**REQUEST A:**
From the blog post on Ohio State's president, output the passage that begins with the words containing "Earlier this week, I" and ends with "too: More Message Discipline Now!", copied word for word.

**ARTICLE:**
* BEGIN *
June 7, 2013

Journalist demands of potential source: More Message Discipline Now!

Earlier this week, I noted the firing of the president of Ohio State for making frank, funny comments in a private meeting relating to the big money business of college sports. The weird thing these days is not that big powerful institutions like Ohio State don't like loose cannons, but that journalists have come to abhor insiders who speak their minds, too: More Message Discipline Now!

For example, here's former financial reporter Joseph Nocera's latest column in the New York Times. Nocera has been on a crusade against the National Collegiate Athletic Association, a perfectly reasonable target. Yet, instead of appreciating the Ohio State ex-president's indiscretions about just how cut-throat the college sports racket is, Nocera is shocked, shocked by the insider's leaked statements.
And, on Tuesday, E. Gordon Gee, the president of Ohio State, said he would be retiring on July 1 after some crass private remarks he made in December about other college teams were reported last week by The Associated Press. ...
Let’s take Gee first. He has been a college president forever. A prodigious fund-raiser, he makes nearly $2 million a year and was named the country’s best college president by Time magazine in 2010. 
But whenever the subject is sports, Gee turns into a blithering idiot.

Huh? My impression is that Gee's gaffes are among the best sources we have for how college sports really works. He's like Captain Renault in Casablanca.
A few years ago, in the midst of an N.C.A.A. investigation, Gee was asked whether he was going to fire the football coach, Jim Tressel. “I just hope the coach doesn’t dismiss me,” he said.

That's not idiotic, that's hilariously cynical in how it reveals the power relationship at a big time football school. (Tressel had beaten archrival Michigan nine times in ten years.) Gee sounds like Captain Renault discussing his relationship with Major Strasser.
* END *
**DATA RECORDS:**
* BEGIN *
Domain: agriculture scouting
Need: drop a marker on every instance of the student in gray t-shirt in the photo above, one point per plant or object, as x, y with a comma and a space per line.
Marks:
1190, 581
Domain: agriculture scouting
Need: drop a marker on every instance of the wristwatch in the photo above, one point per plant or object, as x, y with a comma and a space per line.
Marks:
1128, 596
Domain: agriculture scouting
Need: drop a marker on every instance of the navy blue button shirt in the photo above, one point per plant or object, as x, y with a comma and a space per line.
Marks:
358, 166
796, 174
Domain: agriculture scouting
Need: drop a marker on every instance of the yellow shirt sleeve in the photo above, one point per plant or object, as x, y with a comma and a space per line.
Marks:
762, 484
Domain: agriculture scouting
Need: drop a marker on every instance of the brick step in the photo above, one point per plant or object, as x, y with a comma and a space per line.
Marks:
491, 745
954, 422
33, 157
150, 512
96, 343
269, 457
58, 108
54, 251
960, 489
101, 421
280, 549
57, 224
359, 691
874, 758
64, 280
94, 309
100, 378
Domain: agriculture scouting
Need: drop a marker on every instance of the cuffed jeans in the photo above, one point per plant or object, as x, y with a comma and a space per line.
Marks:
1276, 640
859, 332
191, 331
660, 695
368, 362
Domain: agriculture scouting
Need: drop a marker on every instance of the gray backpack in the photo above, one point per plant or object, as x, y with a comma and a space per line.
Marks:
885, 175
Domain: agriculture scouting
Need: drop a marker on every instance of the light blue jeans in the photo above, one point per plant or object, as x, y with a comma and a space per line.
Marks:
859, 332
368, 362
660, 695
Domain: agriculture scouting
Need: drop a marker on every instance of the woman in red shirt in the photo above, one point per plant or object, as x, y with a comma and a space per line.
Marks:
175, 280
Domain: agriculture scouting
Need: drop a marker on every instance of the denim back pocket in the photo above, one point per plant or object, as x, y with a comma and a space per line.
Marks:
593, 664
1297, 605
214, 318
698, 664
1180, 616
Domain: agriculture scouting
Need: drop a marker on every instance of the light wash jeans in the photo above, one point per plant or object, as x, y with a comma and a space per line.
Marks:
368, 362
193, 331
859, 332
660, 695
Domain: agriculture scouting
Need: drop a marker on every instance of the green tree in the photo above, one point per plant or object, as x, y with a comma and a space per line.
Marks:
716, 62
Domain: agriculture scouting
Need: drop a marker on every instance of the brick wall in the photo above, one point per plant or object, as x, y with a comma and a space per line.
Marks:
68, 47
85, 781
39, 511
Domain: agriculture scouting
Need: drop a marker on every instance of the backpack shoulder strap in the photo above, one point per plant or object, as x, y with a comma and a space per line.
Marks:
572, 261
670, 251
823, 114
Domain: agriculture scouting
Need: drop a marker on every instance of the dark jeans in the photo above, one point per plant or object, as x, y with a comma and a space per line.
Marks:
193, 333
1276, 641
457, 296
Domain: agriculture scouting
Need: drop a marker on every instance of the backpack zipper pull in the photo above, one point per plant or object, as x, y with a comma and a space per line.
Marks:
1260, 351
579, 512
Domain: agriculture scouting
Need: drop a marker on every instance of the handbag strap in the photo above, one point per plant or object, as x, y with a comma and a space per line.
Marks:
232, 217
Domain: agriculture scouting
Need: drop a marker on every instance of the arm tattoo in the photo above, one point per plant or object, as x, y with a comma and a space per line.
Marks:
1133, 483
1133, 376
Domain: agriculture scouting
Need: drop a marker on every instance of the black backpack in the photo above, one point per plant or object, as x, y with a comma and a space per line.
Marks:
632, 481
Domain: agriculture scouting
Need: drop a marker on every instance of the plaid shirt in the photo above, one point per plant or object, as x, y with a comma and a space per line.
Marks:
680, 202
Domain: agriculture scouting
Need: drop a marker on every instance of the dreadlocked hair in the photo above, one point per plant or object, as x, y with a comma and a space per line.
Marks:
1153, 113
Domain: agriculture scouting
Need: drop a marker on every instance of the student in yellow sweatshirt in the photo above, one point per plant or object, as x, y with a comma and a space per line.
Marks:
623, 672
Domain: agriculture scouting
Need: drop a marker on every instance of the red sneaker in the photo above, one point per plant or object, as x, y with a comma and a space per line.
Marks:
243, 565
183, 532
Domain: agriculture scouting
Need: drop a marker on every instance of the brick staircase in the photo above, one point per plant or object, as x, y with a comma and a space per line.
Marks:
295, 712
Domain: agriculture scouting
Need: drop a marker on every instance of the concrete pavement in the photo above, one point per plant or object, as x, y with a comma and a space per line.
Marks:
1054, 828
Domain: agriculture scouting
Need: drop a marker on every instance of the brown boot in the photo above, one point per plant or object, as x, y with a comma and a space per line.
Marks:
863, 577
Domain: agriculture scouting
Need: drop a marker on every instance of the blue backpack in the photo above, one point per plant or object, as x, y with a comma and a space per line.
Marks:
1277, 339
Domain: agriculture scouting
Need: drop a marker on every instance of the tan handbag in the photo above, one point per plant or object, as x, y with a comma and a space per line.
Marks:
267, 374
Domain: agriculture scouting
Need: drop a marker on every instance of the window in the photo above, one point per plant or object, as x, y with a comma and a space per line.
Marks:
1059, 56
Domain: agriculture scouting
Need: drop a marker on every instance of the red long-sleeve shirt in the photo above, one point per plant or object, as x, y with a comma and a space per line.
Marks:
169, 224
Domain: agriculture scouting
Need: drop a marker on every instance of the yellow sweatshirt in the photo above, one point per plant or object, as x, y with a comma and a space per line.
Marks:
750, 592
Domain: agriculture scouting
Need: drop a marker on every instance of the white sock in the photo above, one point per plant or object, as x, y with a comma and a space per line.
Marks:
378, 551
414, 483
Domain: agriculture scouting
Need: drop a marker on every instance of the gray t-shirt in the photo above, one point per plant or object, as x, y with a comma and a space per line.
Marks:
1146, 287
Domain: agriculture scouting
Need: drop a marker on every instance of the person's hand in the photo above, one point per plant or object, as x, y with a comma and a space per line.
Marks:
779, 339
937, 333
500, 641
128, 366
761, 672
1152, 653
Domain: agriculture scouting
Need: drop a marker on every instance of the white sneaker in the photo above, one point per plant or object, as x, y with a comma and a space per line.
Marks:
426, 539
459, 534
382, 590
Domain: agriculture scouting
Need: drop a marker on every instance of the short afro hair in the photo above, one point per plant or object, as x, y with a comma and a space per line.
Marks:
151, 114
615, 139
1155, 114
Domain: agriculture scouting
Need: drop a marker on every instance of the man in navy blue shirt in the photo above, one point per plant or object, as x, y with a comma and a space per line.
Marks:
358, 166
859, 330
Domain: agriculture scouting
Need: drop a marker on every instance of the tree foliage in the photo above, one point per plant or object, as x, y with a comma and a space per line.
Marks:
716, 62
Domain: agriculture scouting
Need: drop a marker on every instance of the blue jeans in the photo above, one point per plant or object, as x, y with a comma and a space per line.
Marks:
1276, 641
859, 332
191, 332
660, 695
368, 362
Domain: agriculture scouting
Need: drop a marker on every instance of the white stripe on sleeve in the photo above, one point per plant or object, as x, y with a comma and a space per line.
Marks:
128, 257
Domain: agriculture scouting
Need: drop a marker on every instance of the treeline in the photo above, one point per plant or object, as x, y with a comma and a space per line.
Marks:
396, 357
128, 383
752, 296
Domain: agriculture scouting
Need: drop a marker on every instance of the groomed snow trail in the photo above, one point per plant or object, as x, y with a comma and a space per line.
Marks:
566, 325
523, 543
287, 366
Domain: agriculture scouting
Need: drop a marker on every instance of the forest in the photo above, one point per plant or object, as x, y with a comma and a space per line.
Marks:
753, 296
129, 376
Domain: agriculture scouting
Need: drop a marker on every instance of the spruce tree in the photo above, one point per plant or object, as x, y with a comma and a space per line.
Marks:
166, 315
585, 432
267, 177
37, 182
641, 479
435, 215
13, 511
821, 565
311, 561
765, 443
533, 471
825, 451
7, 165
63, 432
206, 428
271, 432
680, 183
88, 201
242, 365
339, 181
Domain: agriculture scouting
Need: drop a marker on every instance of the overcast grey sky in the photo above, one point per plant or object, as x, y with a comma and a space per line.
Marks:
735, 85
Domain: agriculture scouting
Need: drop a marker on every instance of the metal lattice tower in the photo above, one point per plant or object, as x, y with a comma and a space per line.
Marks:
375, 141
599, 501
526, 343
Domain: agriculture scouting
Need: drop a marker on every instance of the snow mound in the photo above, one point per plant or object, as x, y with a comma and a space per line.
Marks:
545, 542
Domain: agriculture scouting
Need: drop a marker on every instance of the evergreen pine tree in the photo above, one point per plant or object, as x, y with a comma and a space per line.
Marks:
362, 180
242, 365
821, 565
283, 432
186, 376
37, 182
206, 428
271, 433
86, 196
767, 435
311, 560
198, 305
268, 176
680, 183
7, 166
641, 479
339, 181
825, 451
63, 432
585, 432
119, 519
* END *
**REQUEST B:**
Tally the lines in the entries that contain the string "sneaker", where case counts, and give only the number.

**RESPONSE A:**
Earlier this week, I noted the firing of the president of Ohio State for making frank, funny comments in a private meeting relating to the big money business of college sports. The weird thing these days is not that big powerful institutions like Ohio State don't like loose cannons, but that journalists have come to abhor insiders who speak their minds, too: More Message Discipline Now!

**RESPONSE B:**
2